** DOCUMENT EXTRACT **
Upon re-presentation, she suffered from treatment-induced pulmonary fibrosis, chronic pericardial effusion, fractured ribs, chest wall fibrosis, and gastrostomy-tube dependent dysphagia (Figure 2). Because of the new lesion’s estimated abutment of the prior radiation’s superior field edge (Figure 2D) and her previous toxicity, the patient elected to undergo sublobar resection. Pulmonary function tests indicated only a mild restrictive pattern (FEV1-1.97L/73%;FVC-2.65L/82%;TLC-3.98L/79%). Surgery was relatively uncomplicated, but the patient suffered severe postoperative acute respiratory distress syndrome. This precipitated a complicated hospital course that ultimately led to death.


CT examination of the thorax at re-presentation demonstrated dramatic soft tissue changes corresponding to the previous radiation lateral field arrangement (Figures 1 and 2). Extraordinary bilateral rib fractures and chest wall fibrosis bracketed linear band-like pulmonary fibrosis traversing the patient’s chest as well as a moderate pericardial effusion.


Severe, late chemoradiotherapy-induced, lung, esophageal, heart, and chest wall toxicity, compounded by post-treatment surgical complications.

** PARTS OF THE EXERCISE **
1/ Shorten the paragraph of the case report that begins "CT examination of the thorax" into a brief bulleted list of its findings.
2/ In the case report, what pattern did the pulmonary function tests show?
3/ Resume the case report after its final sentence.
The records have no connection to the case report.

(Natural-language descriptions of regions)
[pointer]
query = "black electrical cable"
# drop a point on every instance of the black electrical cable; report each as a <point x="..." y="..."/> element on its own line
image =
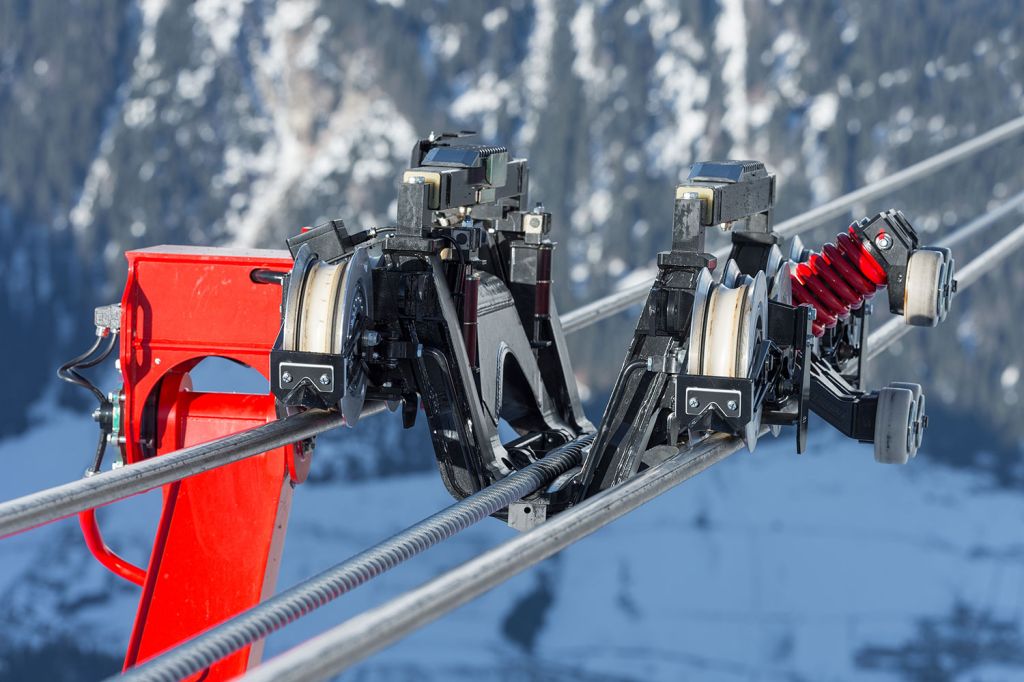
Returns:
<point x="69" y="372"/>
<point x="461" y="280"/>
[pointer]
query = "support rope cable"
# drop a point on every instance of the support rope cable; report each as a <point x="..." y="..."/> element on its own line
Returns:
<point x="371" y="631"/>
<point x="56" y="503"/>
<point x="612" y="303"/>
<point x="198" y="653"/>
<point x="895" y="329"/>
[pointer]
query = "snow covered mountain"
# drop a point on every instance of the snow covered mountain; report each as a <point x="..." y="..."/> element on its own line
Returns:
<point x="138" y="122"/>
<point x="824" y="566"/>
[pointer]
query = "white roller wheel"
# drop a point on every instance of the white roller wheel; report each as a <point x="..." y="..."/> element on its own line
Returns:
<point x="733" y="323"/>
<point x="321" y="317"/>
<point x="948" y="283"/>
<point x="921" y="419"/>
<point x="700" y="294"/>
<point x="926" y="298"/>
<point x="895" y="436"/>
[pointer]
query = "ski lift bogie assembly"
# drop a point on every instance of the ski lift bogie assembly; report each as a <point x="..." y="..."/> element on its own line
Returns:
<point x="452" y="311"/>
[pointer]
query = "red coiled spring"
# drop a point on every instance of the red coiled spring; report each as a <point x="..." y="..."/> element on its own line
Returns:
<point x="837" y="281"/>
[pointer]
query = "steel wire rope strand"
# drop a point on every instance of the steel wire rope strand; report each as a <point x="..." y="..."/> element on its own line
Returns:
<point x="26" y="512"/>
<point x="606" y="306"/>
<point x="220" y="641"/>
<point x="896" y="328"/>
<point x="55" y="503"/>
<point x="363" y="635"/>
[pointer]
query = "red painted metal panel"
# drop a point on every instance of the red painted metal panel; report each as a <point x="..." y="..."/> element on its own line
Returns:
<point x="218" y="544"/>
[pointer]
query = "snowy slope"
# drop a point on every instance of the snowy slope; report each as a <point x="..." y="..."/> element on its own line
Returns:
<point x="821" y="566"/>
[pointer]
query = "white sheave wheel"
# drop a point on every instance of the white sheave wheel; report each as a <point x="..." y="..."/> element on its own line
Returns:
<point x="929" y="287"/>
<point x="728" y="324"/>
<point x="323" y="315"/>
<point x="897" y="424"/>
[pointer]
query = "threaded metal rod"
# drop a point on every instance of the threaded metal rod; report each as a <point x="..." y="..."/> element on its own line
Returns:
<point x="55" y="503"/>
<point x="297" y="601"/>
<point x="371" y="631"/>
<point x="364" y="635"/>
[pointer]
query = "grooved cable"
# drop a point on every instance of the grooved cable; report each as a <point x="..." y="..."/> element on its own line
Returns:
<point x="55" y="503"/>
<point x="608" y="305"/>
<point x="202" y="651"/>
<point x="371" y="631"/>
<point x="984" y="262"/>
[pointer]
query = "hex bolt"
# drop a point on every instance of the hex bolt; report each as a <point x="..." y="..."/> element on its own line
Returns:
<point x="371" y="338"/>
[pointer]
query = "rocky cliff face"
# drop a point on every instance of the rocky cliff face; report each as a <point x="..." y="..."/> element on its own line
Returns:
<point x="133" y="123"/>
<point x="127" y="124"/>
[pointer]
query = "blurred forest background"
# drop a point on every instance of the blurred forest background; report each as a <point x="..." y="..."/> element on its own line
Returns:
<point x="134" y="123"/>
<point x="128" y="124"/>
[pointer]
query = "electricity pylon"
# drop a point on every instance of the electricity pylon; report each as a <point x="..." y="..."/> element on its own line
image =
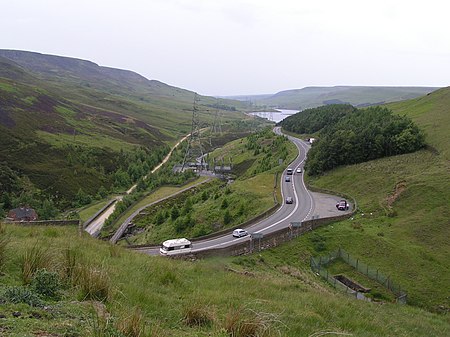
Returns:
<point x="194" y="155"/>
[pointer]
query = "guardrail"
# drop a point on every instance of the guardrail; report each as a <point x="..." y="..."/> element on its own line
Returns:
<point x="123" y="227"/>
<point x="98" y="213"/>
<point x="270" y="240"/>
<point x="244" y="225"/>
<point x="44" y="222"/>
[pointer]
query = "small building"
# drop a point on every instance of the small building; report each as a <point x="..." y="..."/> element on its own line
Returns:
<point x="22" y="214"/>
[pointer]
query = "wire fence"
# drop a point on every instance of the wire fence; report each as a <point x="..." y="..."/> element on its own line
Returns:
<point x="318" y="265"/>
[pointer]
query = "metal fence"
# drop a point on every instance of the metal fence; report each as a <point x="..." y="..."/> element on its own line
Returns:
<point x="318" y="265"/>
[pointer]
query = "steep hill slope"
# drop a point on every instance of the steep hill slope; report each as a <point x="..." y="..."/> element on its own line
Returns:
<point x="67" y="124"/>
<point x="241" y="296"/>
<point x="403" y="223"/>
<point x="310" y="97"/>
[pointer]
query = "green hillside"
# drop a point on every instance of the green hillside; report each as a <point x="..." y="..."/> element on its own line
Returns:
<point x="401" y="229"/>
<point x="402" y="225"/>
<point x="109" y="291"/>
<point x="69" y="124"/>
<point x="310" y="97"/>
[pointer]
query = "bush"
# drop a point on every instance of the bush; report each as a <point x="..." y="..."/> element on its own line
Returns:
<point x="4" y="240"/>
<point x="22" y="295"/>
<point x="46" y="283"/>
<point x="94" y="283"/>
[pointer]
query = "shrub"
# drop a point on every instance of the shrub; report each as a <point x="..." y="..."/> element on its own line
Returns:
<point x="22" y="295"/>
<point x="46" y="283"/>
<point x="197" y="315"/>
<point x="32" y="260"/>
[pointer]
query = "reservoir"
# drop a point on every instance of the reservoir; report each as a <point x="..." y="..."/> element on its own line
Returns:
<point x="275" y="116"/>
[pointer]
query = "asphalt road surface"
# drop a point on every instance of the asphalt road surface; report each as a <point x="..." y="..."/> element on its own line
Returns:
<point x="305" y="206"/>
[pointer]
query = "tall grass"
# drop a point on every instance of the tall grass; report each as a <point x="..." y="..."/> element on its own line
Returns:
<point x="34" y="258"/>
<point x="133" y="325"/>
<point x="244" y="322"/>
<point x="70" y="260"/>
<point x="4" y="240"/>
<point x="198" y="315"/>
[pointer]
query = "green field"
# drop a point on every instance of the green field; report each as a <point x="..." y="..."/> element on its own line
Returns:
<point x="403" y="217"/>
<point x="218" y="205"/>
<point x="311" y="97"/>
<point x="263" y="294"/>
<point x="67" y="124"/>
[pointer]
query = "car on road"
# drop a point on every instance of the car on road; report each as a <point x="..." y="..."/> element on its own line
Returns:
<point x="342" y="205"/>
<point x="237" y="233"/>
<point x="176" y="246"/>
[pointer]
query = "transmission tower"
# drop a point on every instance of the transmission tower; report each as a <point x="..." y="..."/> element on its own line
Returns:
<point x="216" y="127"/>
<point x="217" y="124"/>
<point x="194" y="156"/>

** TASK-BY-TASK ANSWERS **
1/
- CT of the thorax at re-presentation showed dramatic soft tissue changes matching the previous radiation lateral field arrangement.
- There were extraordinary bilateral rib fractures and chest wall fibrosis.
- Linear band-like pulmonary fibrosis crossed the patient's chest.
- A moderate pericardial effusion was present.

2/ Only a mild restrictive pattern.

3/
Radiation oncologists have a substantially increased workload in treatment planning and delivery when compared with the 2D and early 3D eras. Numerous treatment details and patient factors must be considered, and failure to do so can yield dramatic and unexpected toxicities. In particular, tumor and normal tissue delineation has become a labor of love, with contouring more akin to wielding the surgeon’s knife than the wax pencils of old. Physicians are then called upon to critically examine a variety of treatment criteria before selecting the “optimal” plan.

Rising concern focuses on chemoradiation-induced toxicities in treatment of locally advanced, nonsmall cell lung cancer (NSCLC). Publication of results from RTOG 0617 (randomized phase III comparison of standard-dose [60 Gy] vs high-dose [74 Gy] conformal radiotherapy with concurrent and consolidation carboplatin/paclitaxel ± cetuximab in patients with stage IIIA/IIIB NSCLC) has intensified uneasiness. Increased utilization of higher radiation doses, expansion of low-dose wash with intensity-modulated radiation therapy (IMRT), and potent radiosensitization with carboplatin/paclitaxel have each been implicated as contributors to treatment-induced morbidity/mortality.1-3

Recurrences and local failures in lung cancer remain common. Attempts to further intensify therapy have been met with mixed results. RTOG 0617 was initiated as a randomized, 2-by-2 factorial, phase III effort to investigate both the addition of cetuximab and dose escalation from 60 Gy to 74 Gy.1 Unfortunately, neither cetuximab nor dose escalation proved beneficial in this trial. Most disconcerting to radiation oncologists was the survival detriment in the 74 Gy arm, often attributed to treatment-related toxicity because no differences were noted in disease recurrence. On multivariate analysis, the prescription dose, maximal grade of esophagitis, planning target volume, heart V5, and heart V30 were each independent predictors of shorter overall survival.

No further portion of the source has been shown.